→ **Problem**: The required output is an exact copy of the lines from the one containing "Pick out each instance of the shingled" through the end of the entries below, with pictures removed.

→ **The input**:
· · · ·

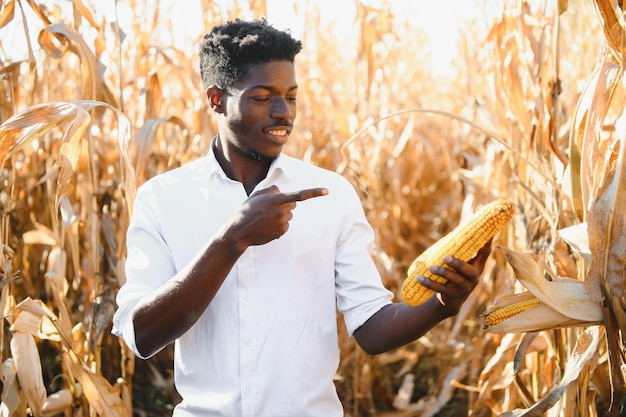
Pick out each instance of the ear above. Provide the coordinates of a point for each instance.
(216, 97)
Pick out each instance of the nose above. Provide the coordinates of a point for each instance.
(282, 108)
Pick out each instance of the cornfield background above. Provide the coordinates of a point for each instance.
(534, 112)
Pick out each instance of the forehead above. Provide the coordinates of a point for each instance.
(274, 73)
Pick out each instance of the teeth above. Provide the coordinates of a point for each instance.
(278, 132)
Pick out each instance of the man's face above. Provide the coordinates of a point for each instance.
(260, 110)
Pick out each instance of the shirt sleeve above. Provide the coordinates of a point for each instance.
(149, 264)
(358, 284)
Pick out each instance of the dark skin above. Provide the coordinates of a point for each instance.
(255, 117)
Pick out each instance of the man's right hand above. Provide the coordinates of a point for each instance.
(265, 215)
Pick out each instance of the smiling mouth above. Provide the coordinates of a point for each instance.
(280, 135)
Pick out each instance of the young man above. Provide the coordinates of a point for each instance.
(242, 257)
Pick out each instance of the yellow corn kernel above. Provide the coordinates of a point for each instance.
(463, 243)
(499, 315)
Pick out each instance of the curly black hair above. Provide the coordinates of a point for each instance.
(230, 48)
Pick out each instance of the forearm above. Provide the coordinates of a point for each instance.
(398, 324)
(163, 316)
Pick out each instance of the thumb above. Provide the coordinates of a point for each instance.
(269, 190)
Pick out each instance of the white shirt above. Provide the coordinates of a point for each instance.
(267, 345)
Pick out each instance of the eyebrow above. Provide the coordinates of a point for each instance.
(271, 88)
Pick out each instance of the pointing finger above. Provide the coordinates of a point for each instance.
(303, 195)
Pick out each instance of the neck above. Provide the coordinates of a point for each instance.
(248, 169)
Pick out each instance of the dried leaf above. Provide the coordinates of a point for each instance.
(607, 223)
(565, 295)
(7, 12)
(613, 29)
(73, 41)
(11, 393)
(100, 394)
(593, 149)
(28, 366)
(584, 351)
(578, 238)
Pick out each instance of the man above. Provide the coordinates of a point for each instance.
(242, 257)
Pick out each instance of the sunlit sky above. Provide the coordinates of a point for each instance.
(439, 20)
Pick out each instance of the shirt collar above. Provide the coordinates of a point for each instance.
(280, 166)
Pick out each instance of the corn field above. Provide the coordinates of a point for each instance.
(534, 113)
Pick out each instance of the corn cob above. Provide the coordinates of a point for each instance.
(463, 243)
(508, 311)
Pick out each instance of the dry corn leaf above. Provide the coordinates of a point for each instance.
(39, 309)
(28, 366)
(565, 295)
(37, 120)
(534, 319)
(100, 394)
(57, 402)
(7, 12)
(85, 13)
(71, 40)
(611, 16)
(12, 400)
(584, 351)
(39, 326)
(144, 139)
(607, 224)
(593, 149)
(578, 238)
(41, 235)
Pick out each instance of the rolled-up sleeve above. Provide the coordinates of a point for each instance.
(149, 264)
(359, 288)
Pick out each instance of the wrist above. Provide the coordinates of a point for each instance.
(441, 306)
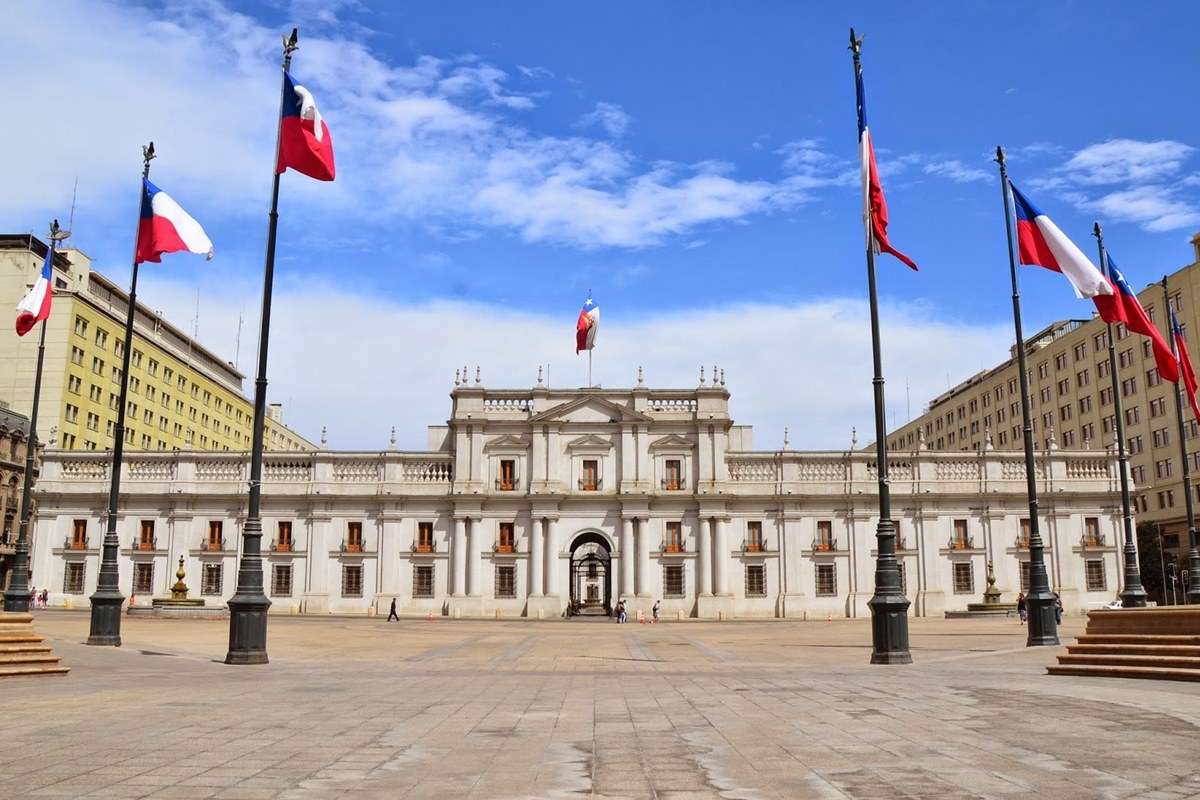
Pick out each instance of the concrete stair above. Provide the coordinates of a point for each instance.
(1147, 643)
(23, 651)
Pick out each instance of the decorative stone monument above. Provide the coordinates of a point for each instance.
(991, 606)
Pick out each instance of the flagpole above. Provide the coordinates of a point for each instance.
(1133, 595)
(889, 607)
(106, 602)
(1042, 627)
(1193, 595)
(247, 607)
(16, 596)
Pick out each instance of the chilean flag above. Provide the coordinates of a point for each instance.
(875, 211)
(1138, 320)
(35, 306)
(1189, 376)
(587, 325)
(1043, 245)
(305, 144)
(167, 228)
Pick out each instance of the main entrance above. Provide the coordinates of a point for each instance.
(591, 575)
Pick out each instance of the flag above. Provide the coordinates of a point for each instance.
(587, 325)
(1043, 245)
(305, 144)
(35, 306)
(875, 208)
(167, 228)
(1109, 306)
(1189, 376)
(1138, 320)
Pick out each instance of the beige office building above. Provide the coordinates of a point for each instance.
(181, 396)
(1073, 405)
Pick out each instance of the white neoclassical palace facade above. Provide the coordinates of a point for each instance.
(529, 501)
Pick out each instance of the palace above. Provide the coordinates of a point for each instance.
(533, 501)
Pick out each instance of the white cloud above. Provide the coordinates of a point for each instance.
(955, 170)
(381, 366)
(441, 143)
(1122, 161)
(610, 118)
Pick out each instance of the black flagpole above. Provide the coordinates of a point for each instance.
(1193, 595)
(1133, 595)
(889, 607)
(106, 603)
(1042, 626)
(16, 596)
(247, 607)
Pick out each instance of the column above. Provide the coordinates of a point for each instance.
(721, 555)
(473, 557)
(627, 557)
(643, 557)
(551, 557)
(459, 552)
(705, 558)
(535, 557)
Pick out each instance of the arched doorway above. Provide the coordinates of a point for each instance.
(591, 578)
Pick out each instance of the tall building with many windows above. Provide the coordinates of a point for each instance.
(534, 501)
(1072, 401)
(181, 396)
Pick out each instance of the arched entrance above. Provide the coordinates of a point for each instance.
(591, 578)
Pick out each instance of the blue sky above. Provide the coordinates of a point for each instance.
(683, 161)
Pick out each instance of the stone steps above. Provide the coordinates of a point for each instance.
(1098, 671)
(1146, 643)
(23, 651)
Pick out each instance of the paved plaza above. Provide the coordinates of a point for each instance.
(360, 708)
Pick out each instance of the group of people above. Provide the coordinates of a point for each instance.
(622, 614)
(39, 599)
(1023, 608)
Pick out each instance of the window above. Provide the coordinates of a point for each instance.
(756, 581)
(145, 535)
(827, 581)
(425, 537)
(591, 479)
(352, 579)
(825, 535)
(673, 479)
(508, 479)
(143, 578)
(961, 540)
(423, 581)
(505, 581)
(281, 579)
(964, 578)
(672, 581)
(505, 540)
(72, 577)
(354, 537)
(673, 542)
(754, 536)
(210, 579)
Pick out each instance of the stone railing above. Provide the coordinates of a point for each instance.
(911, 471)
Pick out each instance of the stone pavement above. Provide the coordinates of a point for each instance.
(360, 708)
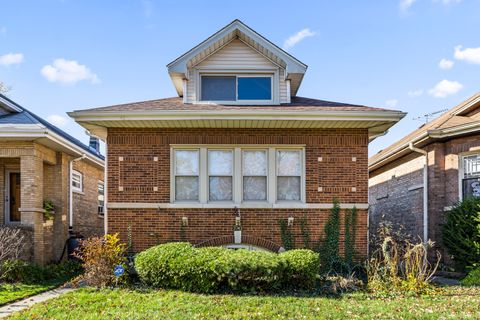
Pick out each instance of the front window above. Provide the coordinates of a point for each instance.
(77, 181)
(471, 176)
(101, 198)
(236, 88)
(220, 175)
(187, 175)
(236, 174)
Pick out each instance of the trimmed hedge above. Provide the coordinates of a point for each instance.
(213, 269)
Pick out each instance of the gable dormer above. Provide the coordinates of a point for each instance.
(236, 66)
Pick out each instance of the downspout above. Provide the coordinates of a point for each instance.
(70, 202)
(425, 190)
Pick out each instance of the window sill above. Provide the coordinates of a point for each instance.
(293, 205)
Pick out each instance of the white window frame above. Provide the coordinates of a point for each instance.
(100, 182)
(80, 188)
(209, 175)
(173, 175)
(272, 73)
(461, 171)
(237, 173)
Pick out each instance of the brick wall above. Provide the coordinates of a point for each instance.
(396, 192)
(85, 204)
(443, 187)
(138, 174)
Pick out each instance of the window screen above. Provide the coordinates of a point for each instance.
(218, 88)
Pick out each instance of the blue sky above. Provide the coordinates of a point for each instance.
(417, 56)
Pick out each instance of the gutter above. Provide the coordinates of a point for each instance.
(70, 202)
(425, 189)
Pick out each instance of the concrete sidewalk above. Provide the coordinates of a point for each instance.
(8, 309)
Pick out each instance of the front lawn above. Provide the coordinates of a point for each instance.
(12, 292)
(453, 302)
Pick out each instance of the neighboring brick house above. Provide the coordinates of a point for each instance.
(236, 147)
(35, 160)
(450, 146)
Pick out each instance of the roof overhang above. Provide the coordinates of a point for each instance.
(294, 68)
(47, 138)
(425, 138)
(377, 122)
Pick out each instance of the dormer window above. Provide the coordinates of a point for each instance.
(238, 88)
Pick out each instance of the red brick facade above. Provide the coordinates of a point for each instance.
(336, 161)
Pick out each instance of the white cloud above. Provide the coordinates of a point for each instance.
(68, 72)
(415, 93)
(446, 64)
(58, 120)
(406, 4)
(471, 55)
(445, 88)
(297, 37)
(11, 58)
(392, 103)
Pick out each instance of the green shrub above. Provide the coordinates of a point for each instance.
(461, 233)
(181, 266)
(473, 278)
(301, 267)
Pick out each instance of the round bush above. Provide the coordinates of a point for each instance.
(461, 233)
(181, 266)
(302, 266)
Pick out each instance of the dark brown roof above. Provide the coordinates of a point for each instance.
(176, 103)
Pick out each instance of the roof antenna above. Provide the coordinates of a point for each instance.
(428, 116)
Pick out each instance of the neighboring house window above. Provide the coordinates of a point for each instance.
(471, 176)
(289, 173)
(186, 175)
(101, 198)
(236, 88)
(77, 181)
(238, 175)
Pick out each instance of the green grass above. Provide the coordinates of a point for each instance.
(13, 292)
(454, 302)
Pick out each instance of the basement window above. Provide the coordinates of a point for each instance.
(239, 88)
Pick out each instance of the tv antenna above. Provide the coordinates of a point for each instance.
(427, 117)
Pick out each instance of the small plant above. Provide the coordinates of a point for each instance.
(350, 234)
(304, 230)
(12, 242)
(461, 233)
(330, 245)
(99, 256)
(286, 235)
(49, 208)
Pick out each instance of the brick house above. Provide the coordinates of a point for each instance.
(40, 162)
(444, 156)
(237, 149)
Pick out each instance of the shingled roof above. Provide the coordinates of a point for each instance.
(453, 118)
(176, 103)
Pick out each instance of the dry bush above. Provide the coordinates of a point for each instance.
(100, 256)
(401, 267)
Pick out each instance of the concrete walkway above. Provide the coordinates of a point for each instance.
(8, 309)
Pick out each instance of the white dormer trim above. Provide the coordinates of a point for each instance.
(179, 68)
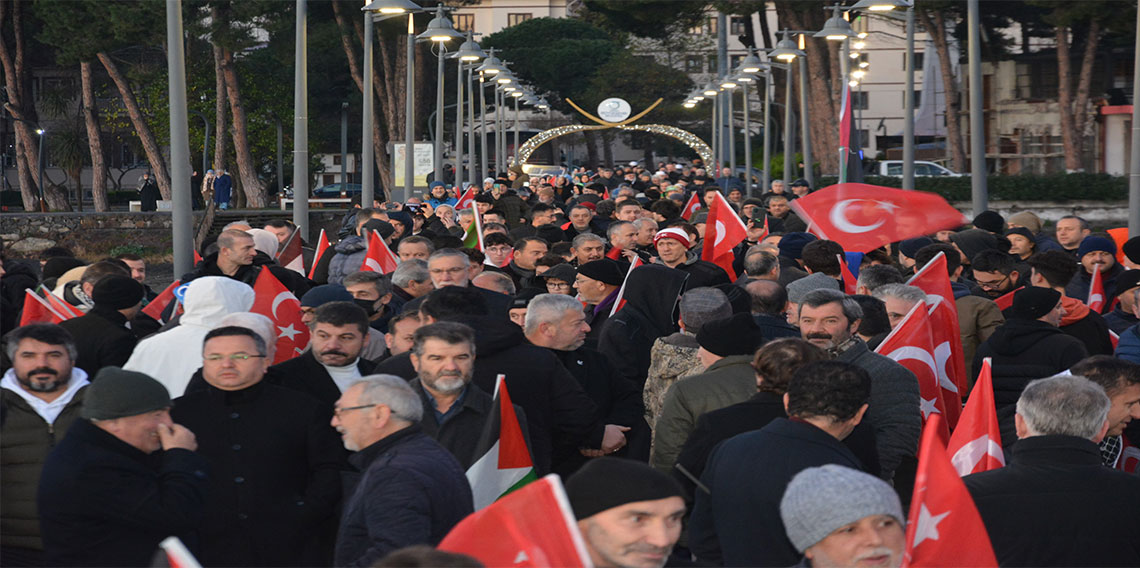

· · · ·

→ **Problem solution**:
Pick out each instance of the shingled roof above. Provide the coordinates of a point for each instance.
(453, 118)
(176, 103)
Pick out each instance of the dry bush above. Provide the coordinates of a point for each instance.
(100, 256)
(401, 267)
Pick out each instance of the concrete walkway above. Provide the coordinates of a point for each instance.
(8, 309)
Pick out each instance of the white dormer trim above. Provide the coordinates of a point for each instance.
(179, 68)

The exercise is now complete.